- [Your instructions] Wherever an image appears in the data, omit it and copy all the remaining text word for word.

- [Exercise materials]
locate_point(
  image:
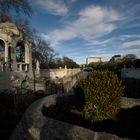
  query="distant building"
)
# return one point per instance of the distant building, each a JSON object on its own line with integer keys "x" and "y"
{"x": 94, "y": 60}
{"x": 116, "y": 58}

- [Completed task]
locate_point(
  image:
  query="distant building"
)
# return one point per instance of the distant building, each a JSON object on its own line with integer keys "x" and "y"
{"x": 94, "y": 60}
{"x": 116, "y": 58}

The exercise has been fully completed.